掲載文

ハーネスが損傷する機械的理由
Lessons Learnedとは、組織(に関わらないですが)において業務を遂行した上で得られた教訓(学んだ教訓)のことを指しています。
今回はハーネスが損傷する理由です。
抜粋した資料の情報が少ないため、「終わりに」が本題ですね。
ハーネス(ケーブル)は人間でいうところの神経であり、血管です。
神経や血管が切れれば人体に致命的なダメージを受けてしまいます。
当たり前で、認識が抜けやすいのがハーネスです。
この認識が抜けた結果が今回の事例です。
発生状況
電源機器の電気的誤動作、さらにアースへの短絡が発生した結果、メインエンジンとバーニアエンジンのシャットダウンが発生した。
事故委員会の調査によると故障の最も可能性の高い原因は、ロケット振動によて、配線の絶縁被膜が機械的損傷を引き起こし、アースへの短絡を引き起こしたと結論付けた。
Lessons Learned
重要な機器のハーネスは、振動で引き起こされる応力に耐えられなければならない。

作業指示 1
掲載文から、「ハーネスが損傷する機械的理由」で始まり「当たり前で、認識が抜けやすいのがハーネスです。」まで続く部分を一字一句そのまま書き写してください。
作業指示 2
次の(a)〜(c)が掲載文の内容と一致するかを「はい」または「いいえ」で答え、それぞれ判断の根拠となる語句を掲載文からそのまま引用してください。(a) シャットダウンが発生したのはメインエンジンだけである。(b) 掲載文はハーネスを人間の神経や血管にたとえている。(c) 掲載文は、抜粋した資料の情報が多いと述べている。

記録データ
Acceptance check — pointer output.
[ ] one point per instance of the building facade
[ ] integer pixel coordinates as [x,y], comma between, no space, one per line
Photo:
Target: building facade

解答例 1
ハーネスが損傷する機械的理由
Lessons Learnedとは、組織(に関わらないですが)において業務を遂行した上で得られた教訓(学んだ教訓)のことを指しています。
今回はハーネスが損傷する理由です。
抜粋した資料の情報が少ないため、「終わりに」が本題ですね。
ハーネス(ケーブル)は人間でいうところの神経であり、血管です。
神経や血管が切れれば人体に致命的なダメージを受けてしまいます。
当たり前で、認識が抜けやすいのがハーネスです。

解答例 2
(a) いいえ。「メインエンジンとバーニアエンジンのシャットダウンが発生した」
(b) はい。「ハーネス(ケーブル)は人間でいうところの神経であり、血管です」
(c) いいえ。「抜粋した資料の情報が少ない」